Find "Mark the blue sky, one point per instance." in the data, then restate the line it sits in and every later line word for word, ending with the last line.

::: Exercise data :::

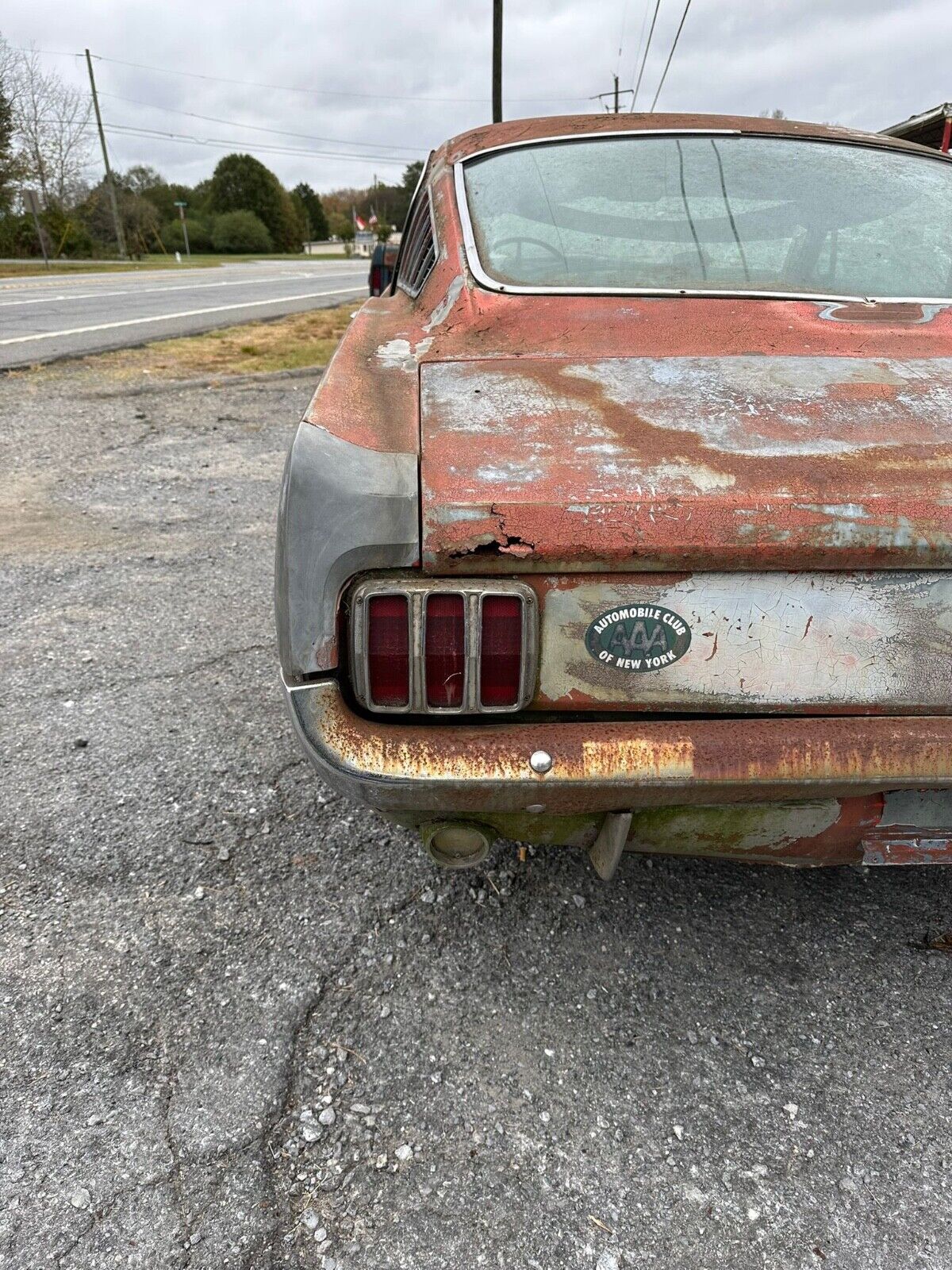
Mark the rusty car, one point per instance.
(624, 518)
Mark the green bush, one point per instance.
(240, 232)
(200, 235)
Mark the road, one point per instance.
(67, 315)
(247, 1026)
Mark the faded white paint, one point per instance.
(767, 406)
(747, 827)
(397, 355)
(446, 304)
(768, 639)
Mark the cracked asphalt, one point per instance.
(248, 1026)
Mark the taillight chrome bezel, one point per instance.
(416, 592)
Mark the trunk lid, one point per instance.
(565, 461)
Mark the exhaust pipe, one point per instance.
(456, 844)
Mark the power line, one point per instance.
(644, 57)
(641, 36)
(306, 92)
(621, 37)
(232, 143)
(132, 130)
(254, 127)
(664, 73)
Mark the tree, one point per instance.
(240, 232)
(240, 183)
(314, 211)
(10, 165)
(51, 130)
(412, 177)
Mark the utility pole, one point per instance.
(109, 182)
(616, 95)
(497, 61)
(184, 226)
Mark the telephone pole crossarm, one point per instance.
(109, 182)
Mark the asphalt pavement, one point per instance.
(55, 315)
(249, 1026)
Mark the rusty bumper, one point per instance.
(602, 766)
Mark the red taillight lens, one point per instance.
(444, 651)
(389, 651)
(501, 653)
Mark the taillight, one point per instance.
(389, 651)
(501, 651)
(444, 651)
(455, 645)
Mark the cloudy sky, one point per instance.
(308, 86)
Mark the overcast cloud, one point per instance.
(860, 63)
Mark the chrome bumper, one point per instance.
(484, 768)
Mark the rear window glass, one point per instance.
(714, 214)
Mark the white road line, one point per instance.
(187, 313)
(152, 291)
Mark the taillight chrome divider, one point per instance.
(416, 592)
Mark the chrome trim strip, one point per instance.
(416, 591)
(490, 283)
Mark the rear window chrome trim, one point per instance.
(511, 289)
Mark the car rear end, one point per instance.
(682, 573)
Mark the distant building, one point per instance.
(932, 129)
(365, 241)
(329, 247)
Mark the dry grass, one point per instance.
(36, 268)
(286, 344)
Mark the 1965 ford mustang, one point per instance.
(625, 518)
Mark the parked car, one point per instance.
(625, 516)
(382, 262)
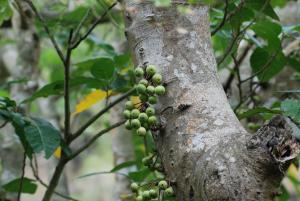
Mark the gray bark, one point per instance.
(122, 148)
(205, 151)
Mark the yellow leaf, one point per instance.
(292, 171)
(57, 152)
(91, 99)
(135, 100)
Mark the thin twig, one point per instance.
(94, 138)
(223, 20)
(40, 18)
(265, 67)
(227, 16)
(99, 114)
(237, 64)
(22, 176)
(37, 177)
(98, 20)
(80, 25)
(67, 62)
(4, 124)
(55, 179)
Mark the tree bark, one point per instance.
(205, 151)
(122, 148)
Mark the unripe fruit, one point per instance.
(128, 125)
(152, 100)
(135, 123)
(129, 105)
(141, 88)
(143, 97)
(157, 166)
(150, 90)
(145, 125)
(149, 132)
(143, 82)
(143, 117)
(157, 78)
(139, 72)
(152, 120)
(153, 193)
(160, 90)
(146, 195)
(126, 114)
(139, 198)
(169, 191)
(134, 113)
(146, 161)
(151, 70)
(141, 131)
(163, 185)
(150, 111)
(134, 187)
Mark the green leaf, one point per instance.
(256, 111)
(103, 68)
(28, 186)
(122, 61)
(123, 165)
(140, 175)
(42, 136)
(293, 63)
(162, 3)
(259, 4)
(18, 122)
(266, 66)
(57, 87)
(269, 31)
(291, 108)
(5, 11)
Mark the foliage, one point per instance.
(97, 72)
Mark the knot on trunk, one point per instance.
(277, 139)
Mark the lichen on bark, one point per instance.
(206, 153)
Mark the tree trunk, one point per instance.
(205, 151)
(122, 148)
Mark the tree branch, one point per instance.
(230, 47)
(227, 16)
(237, 64)
(98, 20)
(223, 20)
(99, 114)
(94, 138)
(40, 18)
(22, 177)
(67, 87)
(55, 179)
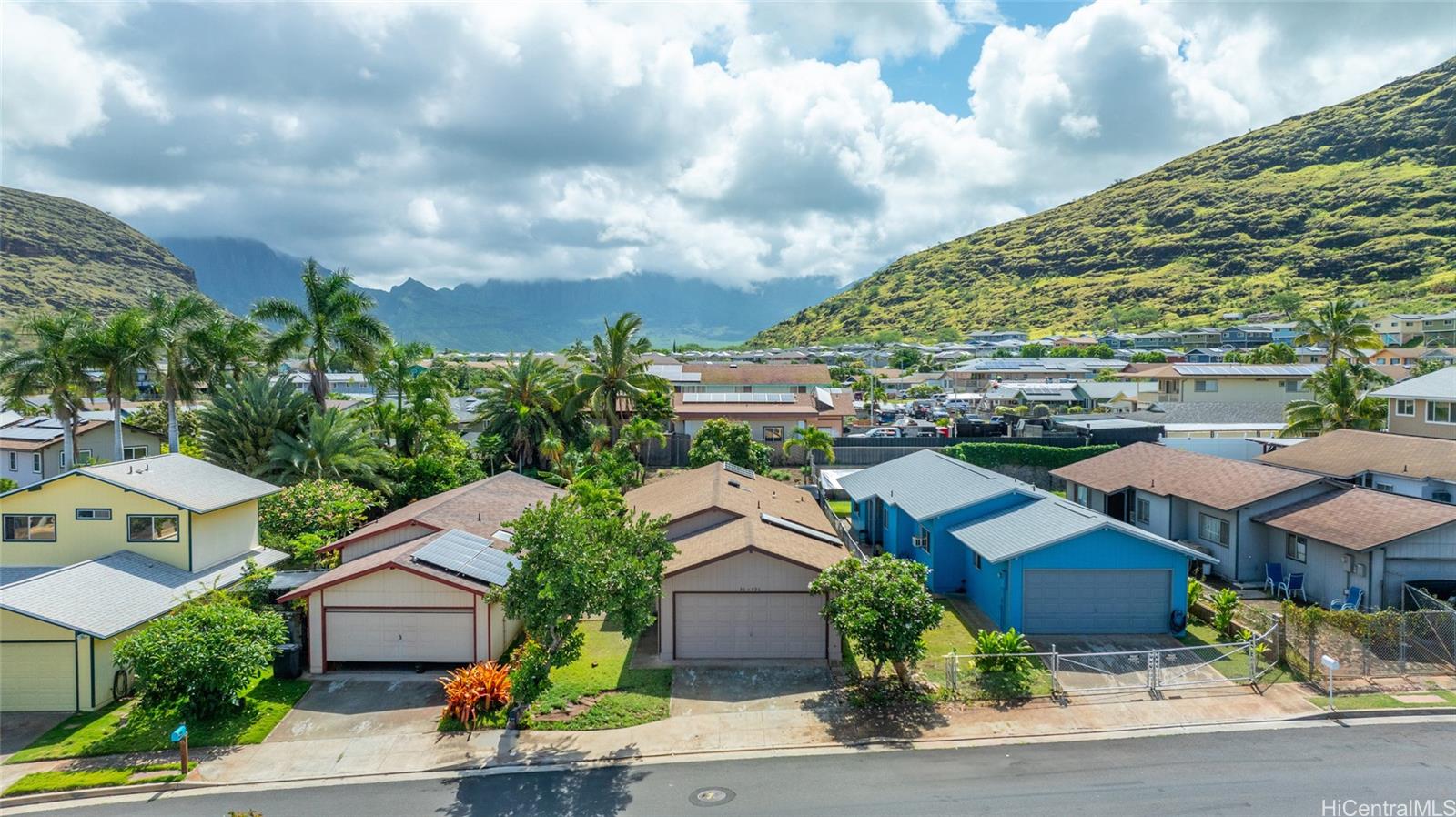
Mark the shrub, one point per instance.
(473, 692)
(325, 507)
(203, 656)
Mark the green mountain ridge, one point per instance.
(60, 254)
(1356, 198)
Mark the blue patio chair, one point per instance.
(1273, 577)
(1350, 601)
(1295, 583)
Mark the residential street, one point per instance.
(1289, 771)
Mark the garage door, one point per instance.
(36, 678)
(399, 635)
(749, 625)
(1077, 601)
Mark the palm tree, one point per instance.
(1339, 327)
(523, 404)
(329, 445)
(55, 364)
(178, 349)
(1340, 400)
(616, 368)
(334, 324)
(120, 348)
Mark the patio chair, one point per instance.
(1350, 601)
(1273, 577)
(1292, 584)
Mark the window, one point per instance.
(152, 528)
(1295, 547)
(29, 528)
(1213, 529)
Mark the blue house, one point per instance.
(1026, 558)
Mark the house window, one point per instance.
(145, 528)
(29, 528)
(1213, 529)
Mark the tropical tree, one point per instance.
(1339, 327)
(616, 368)
(120, 348)
(178, 339)
(329, 445)
(242, 424)
(1340, 399)
(51, 363)
(334, 325)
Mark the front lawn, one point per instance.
(86, 734)
(67, 780)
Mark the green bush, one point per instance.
(203, 656)
(992, 455)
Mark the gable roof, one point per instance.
(1347, 453)
(928, 484)
(1359, 519)
(108, 596)
(1218, 482)
(480, 507)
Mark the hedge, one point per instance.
(992, 455)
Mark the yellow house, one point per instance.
(95, 554)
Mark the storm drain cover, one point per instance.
(715, 795)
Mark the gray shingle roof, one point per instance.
(108, 596)
(926, 484)
(182, 481)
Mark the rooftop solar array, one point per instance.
(468, 555)
(737, 398)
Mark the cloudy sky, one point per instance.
(734, 142)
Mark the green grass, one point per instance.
(1383, 701)
(87, 734)
(67, 780)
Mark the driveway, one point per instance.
(749, 688)
(359, 705)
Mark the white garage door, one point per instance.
(1092, 601)
(749, 625)
(399, 635)
(36, 678)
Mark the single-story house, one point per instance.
(1026, 558)
(95, 554)
(414, 586)
(747, 550)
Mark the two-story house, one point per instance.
(95, 554)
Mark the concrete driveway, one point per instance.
(749, 688)
(364, 703)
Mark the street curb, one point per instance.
(597, 762)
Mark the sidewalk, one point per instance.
(823, 721)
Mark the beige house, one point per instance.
(92, 555)
(414, 586)
(747, 550)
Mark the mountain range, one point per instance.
(1356, 198)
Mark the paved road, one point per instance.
(1288, 772)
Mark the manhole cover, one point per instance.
(717, 795)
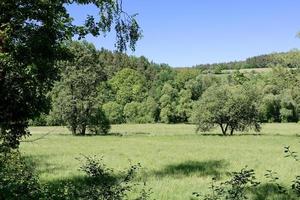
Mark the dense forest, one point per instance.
(287, 59)
(100, 86)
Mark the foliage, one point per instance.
(32, 40)
(98, 122)
(76, 92)
(18, 179)
(114, 112)
(230, 107)
(98, 183)
(234, 189)
(128, 85)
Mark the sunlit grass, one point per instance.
(176, 161)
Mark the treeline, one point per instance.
(287, 59)
(103, 87)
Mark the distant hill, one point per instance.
(289, 59)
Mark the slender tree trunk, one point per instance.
(223, 130)
(231, 131)
(83, 129)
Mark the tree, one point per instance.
(168, 102)
(76, 99)
(114, 112)
(32, 36)
(232, 108)
(129, 85)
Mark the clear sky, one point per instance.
(189, 32)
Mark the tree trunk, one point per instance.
(223, 130)
(231, 131)
(83, 129)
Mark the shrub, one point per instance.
(18, 179)
(98, 122)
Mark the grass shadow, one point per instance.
(199, 168)
(42, 165)
(270, 191)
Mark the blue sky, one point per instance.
(189, 32)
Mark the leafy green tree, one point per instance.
(133, 112)
(184, 107)
(231, 108)
(129, 85)
(144, 112)
(114, 112)
(77, 90)
(32, 36)
(168, 102)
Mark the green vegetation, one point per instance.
(34, 36)
(133, 90)
(175, 161)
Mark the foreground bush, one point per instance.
(18, 179)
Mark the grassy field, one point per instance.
(176, 161)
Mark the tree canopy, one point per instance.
(32, 40)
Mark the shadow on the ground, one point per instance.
(270, 191)
(42, 164)
(213, 168)
(236, 134)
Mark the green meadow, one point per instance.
(175, 160)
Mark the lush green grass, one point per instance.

:::

→ **The answer**
Mark the blue sky, one point per instance.
(189, 32)
Mark the leafy green tree, one point per instance.
(133, 112)
(184, 107)
(231, 108)
(129, 85)
(144, 112)
(114, 112)
(77, 90)
(32, 36)
(168, 102)
Mark the green vegetation, one point per instance.
(34, 36)
(133, 90)
(175, 161)
Mark the foreground bush, one point per instance.
(18, 179)
Mark the grassy field, one point per instance.
(176, 161)
Mark the tree canopy, one point per instance.
(32, 40)
Mark the shadow on the ground, one point per instance.
(270, 191)
(42, 164)
(213, 168)
(236, 134)
Mark the green meadow, one point per instance.
(175, 160)
Mark the lush green grass, one point per instance.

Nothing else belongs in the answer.